- EXERCISE AIM: Output every line of the data below word for word, leaving out the pictures.

━━━ EXERCISE INPUT ━━━

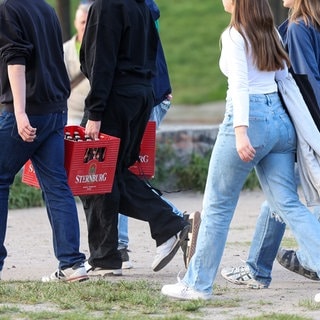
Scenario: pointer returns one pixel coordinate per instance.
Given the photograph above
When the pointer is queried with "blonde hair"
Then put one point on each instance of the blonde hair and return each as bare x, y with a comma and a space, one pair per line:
253, 19
307, 10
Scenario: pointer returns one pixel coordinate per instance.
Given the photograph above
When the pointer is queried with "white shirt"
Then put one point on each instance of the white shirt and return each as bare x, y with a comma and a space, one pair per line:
243, 76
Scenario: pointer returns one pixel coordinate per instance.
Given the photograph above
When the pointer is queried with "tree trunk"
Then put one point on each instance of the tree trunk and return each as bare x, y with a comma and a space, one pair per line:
63, 12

━━━

- ANSWER TO THIS TASK:
Scenario: pointer returns one pixel coordinate per instance.
Given the photograph above
When the pointer is queried with "blonde hair"
Then put one point on each instance of the blonde hair and return each as bare x, y with a comma and a space, one pair per line:
253, 19
307, 10
Scenario: pointer returns one pixel coordinate per instance.
Given the photograph above
When the pointer is queried with "white shirt"
Then put one point on each instance of the white shirt and return each as bare x, y with a comma and a space, one pair per line:
243, 76
Scenario: pointer returns one pixel coordinate per instance.
Given the photograph above
When the pointer is queried with "tree trunk"
Then put one point on each instance of the tree trunk and return each as bare x, y with a comma and a space, one pair per line:
63, 12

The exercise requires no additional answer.